→ Aangeleverde tekst

********************

Nederland heeft zijn toegevoegde waarde in de internationale samenwerking op het gebied van stabiliteit, veiligheid en rechtsorde – de geïntegreerde inzet van politieke, ontwikkelings- en veiligheidsinstrumenten – dit jaar effectief benut en verder ontwikkeld, door het uitvoeren van projecten en activiteiten in fragiele gebieden als Soedan, Burundi, Congo, Palestijnse Gebieden, de Balkan en Afghanistan. Mede door een actieve inzet van Nederland, onder andere op samenwerking tussen departementen, binnen de VN en tussen internationale organisaties, heeft hervorming van de veiligheidssector (SSR) internationaal aan belang en effectiviteit gewonnen. Investeren in een professionele veiligheidssector die adequaat kan reageren op instabiliteit gaat hand in hand met het wegnemen van onderliggende oorzaken van onvrede, zoals werkloosheid, om daarmee instabiliteit te voorkomen. Zo zijn in landen als Jemen en Mali plannen voorbereid ten behoeve van conflictpreventie, concreet en vooral gericht op deradicalisering in bepaalde risicogebieden. Een andere thema waar Nederland resultaat heeft geboekt is de implementatie van resolutie 1 325 en de rol van vrouwen bij conflictpreventie en –beheersing. Over dit onderwerp organiseerde Nederland een internationaal seminar dat resulteerde in concrete samenwerking met Spanje ten aanzien van opleiding van deelnemers aan vredesmissies. Om in diezelfde missies beter geïntegreerd militair-civiel te werken (3D) speelt BZ tevens een actieve rol in het project Common Effort van het NL-Duitse legerkorps. Overige missies waar Nederland actief operationeel en beleidsmatig aan bijdroeg waren EUFOR-Althea (Bosnië-Herzegovina), EULEX Kosovo (Kosovo), EUPOL COPPS (Palestijnse Gebieden), NTM-I (Irak), USSC Dayton (Palestijnse gebieden) en UNMIS (Soedan).
In 2010 werd een OESO/DAC multi-donorevaluatie van vredesopbouw- en conflictpreventie-inspanningen in Zuid-Soedan uitgevoerd. De evaluatie concludeerde dat de donorsteun aan conflictpreventie en vredesopbouw gedeeltelijk succesvol was en sterk wisselend per regio. Hiervoor worden de moeilijke context waarbij uit moest worden gegaan van het bewaren van eenheid tussen Noord- en Zuid-Soedan en het gebrek aan capaciteit van de Zuid-Soedanese overheid als belangrijkste oorzaak genoemd, alsmede de relatief beperkte steun van donoren ter bevordering van veiligheid en goed bestuur. Nederland heeft de resultaten van de evaluatie gebruikt om nog sterker dan voorheen in te zetten op goede donorcoördinatie in de regio. Hierbij staan, in samenwerking met andere donoren, capaciteitsversterking en aandacht voor conflict, veiligheid en rechtstaat centraal. In het voorjaar van 2011 ontvangt de Kamer een kabinetsreactie op de multi-donorevaluatie.

********************

→ Opgavemateriaal
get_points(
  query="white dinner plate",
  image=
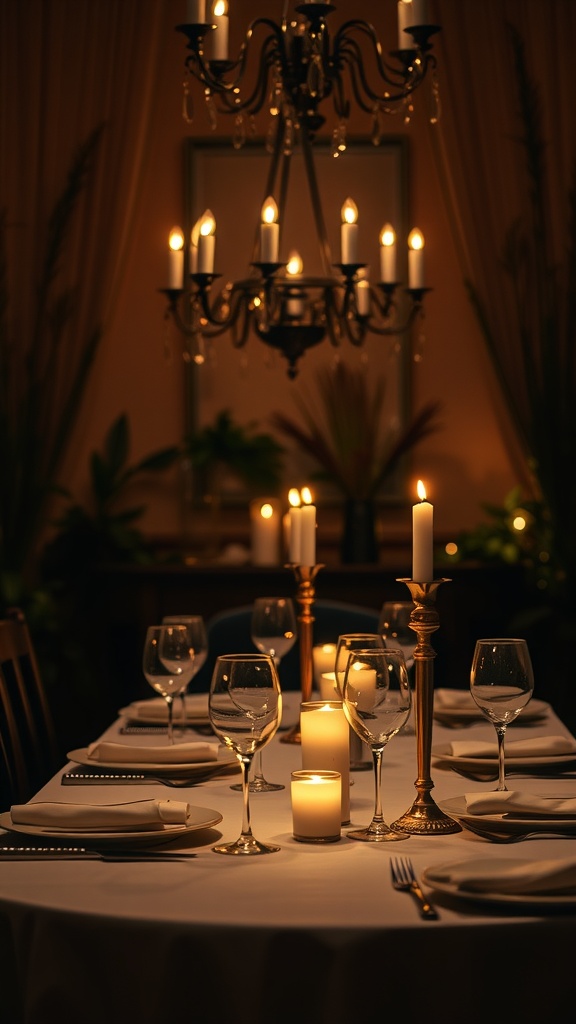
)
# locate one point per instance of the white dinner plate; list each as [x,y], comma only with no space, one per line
[155,711]
[156,768]
[456,808]
[442,753]
[200,817]
[532,713]
[518,899]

********************

→ Op te lossen opgaven
(A) Vertaal deze zin uit de aangeleverde tekst in het Engels: "Nederland heeft de resultaten van de evaluatie gebruikt om nog sterker dan voorheen in te zetten op goede donorcoördinatie in de regio."
(B) Herhaal alle records hierboven woordelijk en laat daarbij de afbeeldingen weg.

→ Uitwerkingen per opgave
(A) The Netherlands has used the results of the evaluation to focus even more strongly than before on good donor coordination in the region.

(B)
get_points(
  query="white dinner plate",
  image=
)
# locate one point per instance of the white dinner plate; list each as [x,y], comma only with no space, one per line
[155,711]
[156,768]
[456,808]
[442,753]
[200,817]
[532,713]
[518,899]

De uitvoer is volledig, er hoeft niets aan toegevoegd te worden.